- [YOUR INSTRUCTIONS] Reproduce the data below in full and to the letter, images excepted.

Records contained in a dataset
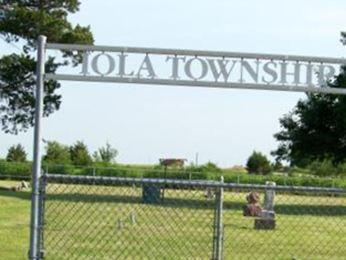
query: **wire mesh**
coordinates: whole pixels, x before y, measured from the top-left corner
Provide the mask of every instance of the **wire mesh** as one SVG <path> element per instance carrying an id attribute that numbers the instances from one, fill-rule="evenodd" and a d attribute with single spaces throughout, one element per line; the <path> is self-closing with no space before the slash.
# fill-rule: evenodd
<path id="1" fill-rule="evenodd" d="M 249 192 L 264 211 L 264 190 L 225 190 L 225 259 L 346 259 L 346 194 L 275 191 L 265 226 L 266 217 L 243 216 Z"/>
<path id="2" fill-rule="evenodd" d="M 220 182 L 45 176 L 45 259 L 345 259 L 346 191 L 276 187 L 274 226 L 244 216 L 249 192 Z M 223 189 L 220 237 L 216 237 Z"/>
<path id="3" fill-rule="evenodd" d="M 214 198 L 172 184 L 48 183 L 47 259 L 210 258 Z"/>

- [RESULT OF THIS TASK]
query: **wire mesh**
coordinates: whole pixels, x before y, measured from the top-left corner
Provide the mask of every instance of the **wire mesh** as one SVG <path> element per instance carrying an id attribute that numbers the instances from one, fill-rule="evenodd" and a d attribute with single spaces throughout, one element per line; the <path> is self-closing with no space before the slash.
# fill-rule: evenodd
<path id="1" fill-rule="evenodd" d="M 249 192 L 264 211 L 264 190 L 225 190 L 225 259 L 346 259 L 346 194 L 275 191 L 265 226 L 266 217 L 243 216 Z"/>
<path id="2" fill-rule="evenodd" d="M 220 182 L 45 176 L 45 259 L 345 259 L 346 191 L 276 187 L 274 226 L 244 216 L 249 192 Z M 223 189 L 220 237 L 216 237 Z"/>
<path id="3" fill-rule="evenodd" d="M 214 198 L 172 184 L 48 183 L 47 259 L 210 258 Z"/>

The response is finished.